§ **What this task involves**:
Restate the records below word for word.

━━━ Excerpted data ━━━

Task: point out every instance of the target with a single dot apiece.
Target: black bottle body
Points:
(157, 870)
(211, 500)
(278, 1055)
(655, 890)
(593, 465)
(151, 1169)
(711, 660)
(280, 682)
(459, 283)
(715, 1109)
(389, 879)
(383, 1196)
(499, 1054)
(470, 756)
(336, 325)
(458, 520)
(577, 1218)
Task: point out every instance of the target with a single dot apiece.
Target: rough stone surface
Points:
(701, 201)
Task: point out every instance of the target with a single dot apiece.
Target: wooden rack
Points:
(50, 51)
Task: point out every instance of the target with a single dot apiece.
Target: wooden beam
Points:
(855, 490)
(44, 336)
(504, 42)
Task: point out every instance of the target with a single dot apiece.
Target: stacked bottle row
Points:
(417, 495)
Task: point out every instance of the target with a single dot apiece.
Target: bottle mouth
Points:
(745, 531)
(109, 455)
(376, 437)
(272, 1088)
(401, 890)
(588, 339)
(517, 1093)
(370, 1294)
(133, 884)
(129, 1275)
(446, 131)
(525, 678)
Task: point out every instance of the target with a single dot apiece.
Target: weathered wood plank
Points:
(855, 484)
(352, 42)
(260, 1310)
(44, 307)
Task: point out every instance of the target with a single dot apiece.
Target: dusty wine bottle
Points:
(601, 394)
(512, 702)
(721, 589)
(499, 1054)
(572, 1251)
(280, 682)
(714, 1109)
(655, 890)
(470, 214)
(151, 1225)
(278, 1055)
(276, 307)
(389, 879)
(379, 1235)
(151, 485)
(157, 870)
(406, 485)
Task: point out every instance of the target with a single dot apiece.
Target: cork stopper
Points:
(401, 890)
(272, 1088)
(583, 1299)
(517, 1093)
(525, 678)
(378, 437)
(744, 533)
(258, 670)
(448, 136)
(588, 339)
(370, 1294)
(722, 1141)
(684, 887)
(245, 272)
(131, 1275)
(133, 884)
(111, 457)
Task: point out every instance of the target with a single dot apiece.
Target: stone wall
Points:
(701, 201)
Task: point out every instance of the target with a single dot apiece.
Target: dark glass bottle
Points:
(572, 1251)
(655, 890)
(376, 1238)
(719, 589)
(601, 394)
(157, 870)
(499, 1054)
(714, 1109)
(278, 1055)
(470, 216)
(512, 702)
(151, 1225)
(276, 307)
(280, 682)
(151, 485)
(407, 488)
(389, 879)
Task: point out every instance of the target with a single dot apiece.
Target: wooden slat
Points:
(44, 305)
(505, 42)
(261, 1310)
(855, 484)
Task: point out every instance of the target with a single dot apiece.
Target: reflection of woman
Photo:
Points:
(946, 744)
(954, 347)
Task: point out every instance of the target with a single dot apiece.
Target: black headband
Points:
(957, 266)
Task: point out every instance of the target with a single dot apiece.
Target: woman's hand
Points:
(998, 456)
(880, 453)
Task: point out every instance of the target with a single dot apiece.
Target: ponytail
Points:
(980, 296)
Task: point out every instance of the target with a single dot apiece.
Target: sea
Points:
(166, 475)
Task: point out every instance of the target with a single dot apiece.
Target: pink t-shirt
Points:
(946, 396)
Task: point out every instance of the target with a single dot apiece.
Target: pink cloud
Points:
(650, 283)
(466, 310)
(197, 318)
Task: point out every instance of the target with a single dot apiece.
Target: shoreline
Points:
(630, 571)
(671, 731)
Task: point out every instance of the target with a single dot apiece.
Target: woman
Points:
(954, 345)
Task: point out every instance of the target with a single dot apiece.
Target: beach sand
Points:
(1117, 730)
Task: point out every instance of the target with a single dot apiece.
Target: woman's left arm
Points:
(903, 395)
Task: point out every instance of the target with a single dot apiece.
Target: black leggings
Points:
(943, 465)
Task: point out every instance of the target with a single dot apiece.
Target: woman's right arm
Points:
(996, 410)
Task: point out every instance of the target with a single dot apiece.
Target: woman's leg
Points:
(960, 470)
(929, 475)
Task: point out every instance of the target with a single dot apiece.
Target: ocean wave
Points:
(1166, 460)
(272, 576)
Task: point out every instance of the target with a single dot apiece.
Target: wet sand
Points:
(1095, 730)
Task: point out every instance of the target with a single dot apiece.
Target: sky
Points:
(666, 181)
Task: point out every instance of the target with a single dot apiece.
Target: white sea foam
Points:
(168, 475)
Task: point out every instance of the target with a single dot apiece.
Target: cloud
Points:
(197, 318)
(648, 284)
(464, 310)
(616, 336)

━━━

§ **Complete answer**:
Task: point out every instance of the target with a single dot apiece.
Target: black bottle body
Points:
(157, 870)
(211, 500)
(278, 1055)
(655, 890)
(593, 465)
(151, 1169)
(711, 660)
(280, 682)
(459, 283)
(715, 1109)
(389, 879)
(383, 1196)
(499, 1054)
(470, 756)
(336, 325)
(458, 520)
(577, 1218)
Task: point out every instance of the target with a single dot apiece.
Target: rough stone surface
Points:
(701, 201)
Task: point out every instance of the target with a single dot apiece.
Target: wooden rack
Points:
(50, 51)
Task: point out every instance of the target with a single dot apiece.
Target: wooden beam
Points:
(855, 490)
(44, 336)
(504, 42)
Task: point out every instance of the target with a single dot apiece.
Target: stacked bottle row
Points:
(417, 495)
Task: point out every instance of the target with a single dot apiece.
Target: bottle mouth
Points:
(745, 531)
(109, 455)
(376, 437)
(272, 1088)
(401, 890)
(588, 339)
(517, 1093)
(370, 1294)
(133, 884)
(129, 1275)
(446, 131)
(525, 678)
Task: point out every instance of the target with a single dot apiece.
Target: weathered wood plank
Points:
(855, 484)
(352, 42)
(260, 1310)
(44, 307)
Task: point out every instance of the target with a single dot apiece.
Target: dusty wine bottle
Points:
(601, 394)
(512, 702)
(721, 589)
(499, 1054)
(572, 1251)
(280, 682)
(714, 1109)
(655, 890)
(470, 214)
(151, 1225)
(278, 1055)
(276, 307)
(389, 879)
(379, 1235)
(151, 485)
(157, 870)
(406, 485)
Task: point out every instance of the target with a single dot apiece.
Target: cork stopper
Points:
(401, 890)
(272, 1088)
(583, 1299)
(517, 1093)
(525, 678)
(378, 437)
(744, 533)
(258, 670)
(448, 136)
(588, 339)
(370, 1294)
(722, 1141)
(684, 887)
(245, 272)
(131, 1275)
(133, 884)
(111, 457)
Task: point out every instance of the target with a single dot apiece.
Target: stone wall
Points:
(701, 201)
Task: point out every instance of the target with a single dot apiece.
Target: dark glass bottle
Points:
(572, 1251)
(655, 890)
(376, 1238)
(719, 589)
(601, 394)
(157, 870)
(499, 1054)
(714, 1109)
(278, 1055)
(470, 216)
(512, 702)
(151, 1225)
(276, 307)
(280, 682)
(151, 485)
(407, 488)
(389, 879)
Task: point out every instance of the target with a single dot apiece.
Target: wooden slat
Points:
(44, 305)
(505, 42)
(261, 1310)
(855, 484)
Task: point out every instance of the target with a single dot apiece.
Target: reflection of woman
Photo:
Points:
(946, 744)
(954, 347)
Task: point out every instance of the target with a single dot apiece.
Target: black headband
Points:
(957, 266)
Task: point out every instance of the target with a single dot apiece.
Target: woman's hand
Points:
(998, 456)
(880, 453)
Task: point out every instance of the target with a single dot apiece.
Target: ponytail
Points:
(980, 296)
Task: point out every instance of the target with a single dot apiece.
Target: sea
Points:
(166, 475)
Task: point out every instance of the target with a single dot apiece.
Target: pink t-shirt
Points:
(946, 396)
Task: point out every instance of the target with a single dot apiece.
Target: pink cloud
Points:
(650, 283)
(466, 310)
(197, 318)
Task: point out every instance of the target with a single dot apiece.
Target: shoreline
Points:
(630, 571)
(671, 731)
Task: point out every instance of the target with a single dot apiece.
Target: woman
Points:
(954, 345)
Task: point out every instance of the target with a single dot apiece.
Target: beach sand
Points:
(1117, 730)
Task: point out every instance of the target with a single dot apiece.
Target: woman's left arm
Points:
(903, 395)
Task: point out every instance of the target with a single dot apiece.
Target: black leggings
Points:
(943, 465)
Task: point out every instance of the target with a single dot apiece.
Target: woman's right arm
Points:
(996, 410)
Task: point out every instance of the target with a single dot apiece.
Target: woman's leg
Points:
(960, 470)
(929, 475)
Task: point out every instance of the target with a single dot apiece.
Target: ocean wave
Points:
(1166, 460)
(272, 576)
Task: point out every instance of the target with a single dot apiece.
Target: wet sand
Points:
(1095, 730)
Task: point out every instance of the target with a single dot apiece.
Target: sky
Points:
(666, 181)
Task: point out every instance of the target with a single dot apiece.
Target: white sea foam
Points:
(168, 475)
Task: point out every instance of the target with a single dot apiece.
Target: cloud
Points:
(197, 318)
(648, 284)
(464, 310)
(616, 336)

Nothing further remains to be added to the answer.